* _Required task_
Pictures are to be left out; otherwise, copy exactly the lines from the line containing "Where can the evergreen" through the end of the data.

----------

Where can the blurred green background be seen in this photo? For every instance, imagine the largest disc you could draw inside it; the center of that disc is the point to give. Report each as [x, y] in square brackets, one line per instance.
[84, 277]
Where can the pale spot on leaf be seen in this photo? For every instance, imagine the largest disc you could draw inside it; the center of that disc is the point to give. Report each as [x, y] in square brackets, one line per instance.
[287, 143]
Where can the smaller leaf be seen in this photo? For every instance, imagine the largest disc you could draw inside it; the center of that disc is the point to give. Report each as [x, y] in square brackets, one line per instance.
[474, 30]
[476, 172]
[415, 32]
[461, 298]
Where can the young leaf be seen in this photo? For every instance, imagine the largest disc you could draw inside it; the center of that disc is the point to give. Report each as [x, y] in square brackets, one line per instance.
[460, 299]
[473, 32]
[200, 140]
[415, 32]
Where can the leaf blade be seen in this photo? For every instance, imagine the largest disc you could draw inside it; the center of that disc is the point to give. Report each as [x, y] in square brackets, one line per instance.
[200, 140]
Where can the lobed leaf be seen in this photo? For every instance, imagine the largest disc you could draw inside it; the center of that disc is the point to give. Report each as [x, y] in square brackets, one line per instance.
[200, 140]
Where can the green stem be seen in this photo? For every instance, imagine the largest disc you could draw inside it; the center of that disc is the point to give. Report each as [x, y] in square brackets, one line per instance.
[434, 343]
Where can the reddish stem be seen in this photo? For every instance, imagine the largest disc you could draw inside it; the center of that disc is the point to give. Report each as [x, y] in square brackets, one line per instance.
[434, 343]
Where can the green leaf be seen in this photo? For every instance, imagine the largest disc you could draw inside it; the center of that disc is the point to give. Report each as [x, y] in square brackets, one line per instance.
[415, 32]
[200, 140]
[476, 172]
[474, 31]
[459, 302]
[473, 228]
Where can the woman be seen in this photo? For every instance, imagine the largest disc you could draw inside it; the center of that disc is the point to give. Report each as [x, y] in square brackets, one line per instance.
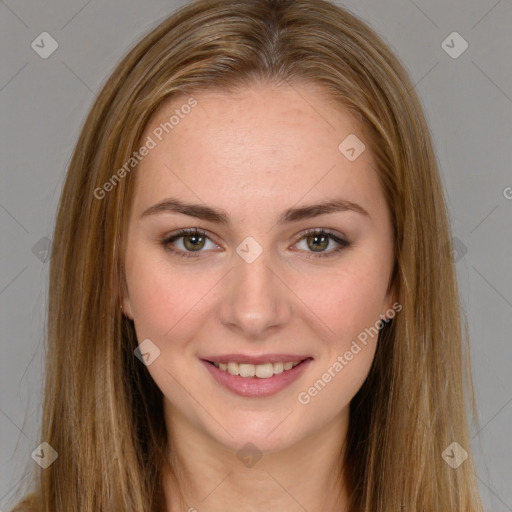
[253, 303]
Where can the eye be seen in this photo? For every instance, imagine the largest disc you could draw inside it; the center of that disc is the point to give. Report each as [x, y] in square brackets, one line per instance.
[194, 240]
[319, 239]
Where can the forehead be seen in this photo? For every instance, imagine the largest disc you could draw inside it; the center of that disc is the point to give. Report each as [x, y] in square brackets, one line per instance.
[278, 143]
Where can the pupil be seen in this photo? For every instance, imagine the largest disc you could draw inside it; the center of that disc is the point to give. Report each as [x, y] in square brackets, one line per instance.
[316, 237]
[196, 241]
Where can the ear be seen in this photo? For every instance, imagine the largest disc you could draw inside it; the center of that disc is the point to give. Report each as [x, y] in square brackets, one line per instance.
[389, 300]
[127, 307]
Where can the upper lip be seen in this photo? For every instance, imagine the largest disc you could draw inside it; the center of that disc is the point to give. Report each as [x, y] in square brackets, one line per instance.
[261, 359]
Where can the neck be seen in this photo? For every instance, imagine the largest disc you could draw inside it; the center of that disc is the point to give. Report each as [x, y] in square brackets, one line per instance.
[210, 477]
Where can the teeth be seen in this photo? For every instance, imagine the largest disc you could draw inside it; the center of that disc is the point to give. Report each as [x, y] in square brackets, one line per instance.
[262, 371]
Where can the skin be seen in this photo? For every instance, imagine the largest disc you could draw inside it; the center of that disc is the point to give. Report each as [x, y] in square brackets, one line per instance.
[255, 154]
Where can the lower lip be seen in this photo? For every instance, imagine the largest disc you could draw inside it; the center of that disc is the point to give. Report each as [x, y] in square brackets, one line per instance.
[254, 386]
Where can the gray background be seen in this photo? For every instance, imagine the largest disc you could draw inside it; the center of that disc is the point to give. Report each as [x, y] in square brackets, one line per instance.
[469, 106]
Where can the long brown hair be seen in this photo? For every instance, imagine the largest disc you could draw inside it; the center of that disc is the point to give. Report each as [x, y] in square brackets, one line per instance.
[103, 413]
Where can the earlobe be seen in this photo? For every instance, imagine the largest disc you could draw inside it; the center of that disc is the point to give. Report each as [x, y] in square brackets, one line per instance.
[126, 308]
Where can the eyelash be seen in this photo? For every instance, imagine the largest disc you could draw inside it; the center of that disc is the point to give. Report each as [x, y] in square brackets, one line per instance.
[166, 242]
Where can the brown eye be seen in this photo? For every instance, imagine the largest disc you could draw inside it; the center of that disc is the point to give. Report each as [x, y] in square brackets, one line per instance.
[193, 242]
[318, 242]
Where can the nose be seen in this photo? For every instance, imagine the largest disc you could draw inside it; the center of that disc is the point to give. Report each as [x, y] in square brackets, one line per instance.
[256, 301]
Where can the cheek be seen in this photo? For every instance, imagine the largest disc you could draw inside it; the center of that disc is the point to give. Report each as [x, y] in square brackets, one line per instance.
[346, 302]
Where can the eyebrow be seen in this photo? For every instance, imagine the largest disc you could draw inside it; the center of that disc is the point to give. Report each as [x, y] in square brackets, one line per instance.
[218, 216]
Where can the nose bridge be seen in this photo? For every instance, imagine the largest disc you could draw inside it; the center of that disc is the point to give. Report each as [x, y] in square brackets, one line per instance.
[255, 300]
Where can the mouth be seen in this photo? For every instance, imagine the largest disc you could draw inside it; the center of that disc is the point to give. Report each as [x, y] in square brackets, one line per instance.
[256, 380]
[260, 371]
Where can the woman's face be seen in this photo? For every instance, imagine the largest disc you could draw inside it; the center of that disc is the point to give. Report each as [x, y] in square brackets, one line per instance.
[253, 285]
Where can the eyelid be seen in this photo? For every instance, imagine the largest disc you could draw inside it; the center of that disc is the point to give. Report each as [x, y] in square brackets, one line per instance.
[339, 239]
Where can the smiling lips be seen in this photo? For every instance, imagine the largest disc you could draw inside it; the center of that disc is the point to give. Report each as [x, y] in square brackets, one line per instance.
[256, 376]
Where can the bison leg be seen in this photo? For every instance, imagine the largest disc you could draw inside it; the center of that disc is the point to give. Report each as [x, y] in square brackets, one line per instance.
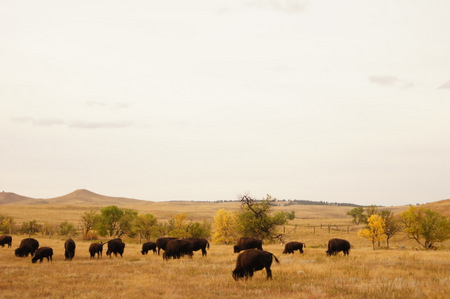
[269, 273]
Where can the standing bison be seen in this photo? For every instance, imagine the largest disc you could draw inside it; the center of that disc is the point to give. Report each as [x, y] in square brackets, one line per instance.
[5, 240]
[69, 249]
[247, 243]
[115, 246]
[199, 243]
[96, 248]
[161, 243]
[41, 253]
[252, 260]
[293, 246]
[27, 246]
[148, 246]
[336, 245]
[178, 248]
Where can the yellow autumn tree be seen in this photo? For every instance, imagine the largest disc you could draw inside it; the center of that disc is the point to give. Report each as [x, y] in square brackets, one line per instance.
[374, 231]
[225, 227]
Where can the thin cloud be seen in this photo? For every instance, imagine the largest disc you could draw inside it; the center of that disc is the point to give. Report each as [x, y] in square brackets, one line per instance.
[289, 6]
[99, 125]
[45, 122]
[383, 79]
[445, 85]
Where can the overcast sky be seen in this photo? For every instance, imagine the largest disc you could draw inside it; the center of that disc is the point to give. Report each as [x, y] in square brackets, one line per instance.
[340, 101]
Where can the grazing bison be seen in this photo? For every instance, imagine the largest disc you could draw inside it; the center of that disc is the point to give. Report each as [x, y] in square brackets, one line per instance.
[96, 248]
[199, 243]
[69, 247]
[336, 245]
[27, 246]
[115, 246]
[148, 246]
[5, 240]
[161, 243]
[252, 260]
[293, 246]
[247, 243]
[178, 248]
[41, 253]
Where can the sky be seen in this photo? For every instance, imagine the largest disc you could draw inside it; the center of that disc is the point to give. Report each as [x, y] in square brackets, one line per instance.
[338, 101]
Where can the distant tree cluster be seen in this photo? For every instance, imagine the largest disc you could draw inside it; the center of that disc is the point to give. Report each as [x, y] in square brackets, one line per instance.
[255, 219]
[423, 225]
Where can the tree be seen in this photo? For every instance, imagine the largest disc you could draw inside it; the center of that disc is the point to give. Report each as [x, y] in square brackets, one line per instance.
[374, 231]
[89, 220]
[255, 219]
[31, 227]
[358, 215]
[225, 224]
[178, 227]
[144, 226]
[425, 226]
[109, 221]
[392, 225]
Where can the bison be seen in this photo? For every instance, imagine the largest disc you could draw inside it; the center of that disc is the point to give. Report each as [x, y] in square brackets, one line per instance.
[148, 246]
[5, 240]
[336, 245]
[252, 260]
[293, 246]
[178, 248]
[42, 252]
[27, 246]
[161, 243]
[69, 249]
[199, 243]
[115, 246]
[247, 243]
[96, 248]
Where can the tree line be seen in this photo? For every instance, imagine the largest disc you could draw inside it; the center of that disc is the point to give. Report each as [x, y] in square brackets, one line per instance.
[425, 226]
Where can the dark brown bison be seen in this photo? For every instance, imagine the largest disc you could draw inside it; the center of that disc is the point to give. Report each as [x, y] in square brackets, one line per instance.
[199, 243]
[247, 243]
[5, 240]
[178, 248]
[162, 242]
[27, 246]
[293, 246]
[69, 249]
[96, 248]
[252, 260]
[148, 246]
[115, 246]
[42, 252]
[336, 245]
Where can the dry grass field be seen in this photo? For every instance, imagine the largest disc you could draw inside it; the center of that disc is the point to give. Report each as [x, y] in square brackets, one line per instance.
[404, 271]
[364, 274]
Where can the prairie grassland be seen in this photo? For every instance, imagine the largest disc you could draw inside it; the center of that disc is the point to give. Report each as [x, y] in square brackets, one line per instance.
[364, 274]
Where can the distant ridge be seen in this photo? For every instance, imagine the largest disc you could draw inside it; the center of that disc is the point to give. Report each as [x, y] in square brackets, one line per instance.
[77, 197]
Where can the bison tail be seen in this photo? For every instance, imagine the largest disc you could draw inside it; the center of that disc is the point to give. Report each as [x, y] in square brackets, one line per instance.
[276, 260]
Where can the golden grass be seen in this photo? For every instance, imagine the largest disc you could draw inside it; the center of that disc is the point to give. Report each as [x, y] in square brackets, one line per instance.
[364, 274]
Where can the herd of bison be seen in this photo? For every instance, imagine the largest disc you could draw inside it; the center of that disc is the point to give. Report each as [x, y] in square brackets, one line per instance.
[253, 257]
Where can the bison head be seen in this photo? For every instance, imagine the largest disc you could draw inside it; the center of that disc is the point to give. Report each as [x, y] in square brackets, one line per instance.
[237, 273]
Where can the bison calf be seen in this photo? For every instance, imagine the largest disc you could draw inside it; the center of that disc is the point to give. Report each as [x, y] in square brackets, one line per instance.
[253, 260]
[42, 252]
[293, 246]
[336, 245]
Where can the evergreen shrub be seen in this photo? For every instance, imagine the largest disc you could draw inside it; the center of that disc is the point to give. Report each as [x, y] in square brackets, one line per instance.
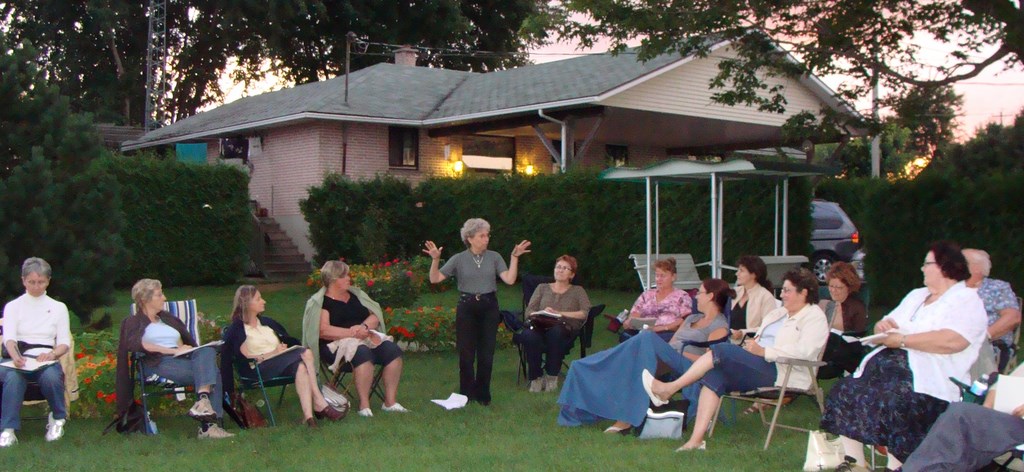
[184, 223]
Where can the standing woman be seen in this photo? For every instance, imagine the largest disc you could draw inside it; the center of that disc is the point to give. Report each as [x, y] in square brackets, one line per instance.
[36, 326]
[476, 270]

----------

* _Exercise output_
Where can the evergreen shrub be seen in this photo? For every instance, imagine the largest disc you could draw inside it; the center of that disc is the point to give. Report each as [x, y] in square brackets, one line per instance.
[184, 223]
Where can the standing woman be seen in this photo? For every instance, imagine the largest disc you could draw inside it; the center of that disc is the point to give. Report each as [x, y] in square brackets, one line per instance.
[36, 326]
[476, 270]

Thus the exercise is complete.